━━━━━ Extracted information ━━━━━

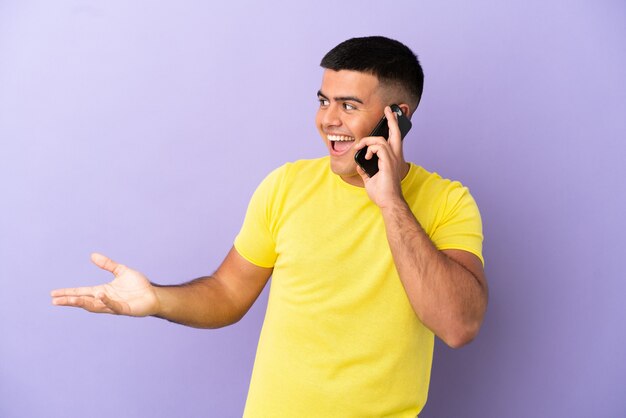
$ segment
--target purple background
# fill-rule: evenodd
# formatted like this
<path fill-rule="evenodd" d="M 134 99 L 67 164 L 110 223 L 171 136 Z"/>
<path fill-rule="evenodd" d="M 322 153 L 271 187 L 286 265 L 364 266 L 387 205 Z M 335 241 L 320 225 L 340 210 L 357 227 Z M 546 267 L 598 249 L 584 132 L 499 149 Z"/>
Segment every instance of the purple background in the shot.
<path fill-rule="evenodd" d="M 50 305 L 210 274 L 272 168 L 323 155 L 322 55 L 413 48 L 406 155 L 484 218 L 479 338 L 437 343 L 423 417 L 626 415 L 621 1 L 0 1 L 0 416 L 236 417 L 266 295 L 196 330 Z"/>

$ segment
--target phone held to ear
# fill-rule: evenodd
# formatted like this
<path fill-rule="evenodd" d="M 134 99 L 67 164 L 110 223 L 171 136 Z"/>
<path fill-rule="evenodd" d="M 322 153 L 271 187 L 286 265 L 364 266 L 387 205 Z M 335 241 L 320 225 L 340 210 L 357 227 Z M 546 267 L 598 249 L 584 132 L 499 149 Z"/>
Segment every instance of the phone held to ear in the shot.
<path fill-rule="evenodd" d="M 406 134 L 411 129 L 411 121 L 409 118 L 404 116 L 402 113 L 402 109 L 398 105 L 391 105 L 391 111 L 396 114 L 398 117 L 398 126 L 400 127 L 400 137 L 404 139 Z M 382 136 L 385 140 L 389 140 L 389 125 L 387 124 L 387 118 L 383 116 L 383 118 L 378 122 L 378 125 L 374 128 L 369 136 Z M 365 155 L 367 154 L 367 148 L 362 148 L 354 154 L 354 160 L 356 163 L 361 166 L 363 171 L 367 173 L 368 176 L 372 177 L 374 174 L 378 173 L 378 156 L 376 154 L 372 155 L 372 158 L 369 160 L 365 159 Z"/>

━━━━━
━━━━━ Extracted information ━━━━━

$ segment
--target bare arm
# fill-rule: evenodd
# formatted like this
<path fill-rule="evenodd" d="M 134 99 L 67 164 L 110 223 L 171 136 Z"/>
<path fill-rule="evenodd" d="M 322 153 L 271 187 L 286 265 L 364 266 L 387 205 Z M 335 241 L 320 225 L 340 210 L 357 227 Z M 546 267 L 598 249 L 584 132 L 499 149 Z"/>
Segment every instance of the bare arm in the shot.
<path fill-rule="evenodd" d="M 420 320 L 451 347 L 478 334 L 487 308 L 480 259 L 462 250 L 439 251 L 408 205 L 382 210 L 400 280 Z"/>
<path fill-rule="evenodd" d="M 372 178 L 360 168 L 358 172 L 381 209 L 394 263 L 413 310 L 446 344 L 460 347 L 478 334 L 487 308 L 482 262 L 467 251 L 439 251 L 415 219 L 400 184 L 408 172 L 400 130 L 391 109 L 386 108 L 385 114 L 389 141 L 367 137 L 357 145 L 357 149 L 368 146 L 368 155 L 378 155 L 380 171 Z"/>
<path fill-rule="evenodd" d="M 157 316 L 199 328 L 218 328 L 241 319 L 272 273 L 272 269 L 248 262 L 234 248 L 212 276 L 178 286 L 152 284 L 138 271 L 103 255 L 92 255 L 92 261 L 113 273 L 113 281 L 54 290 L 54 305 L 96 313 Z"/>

━━━━━

Problem description | Pull out every line of the entries that contains the word "purple" and copy each one unchanged.

Result of the task |
--target purple background
Segment every instance of the purple background in the shot.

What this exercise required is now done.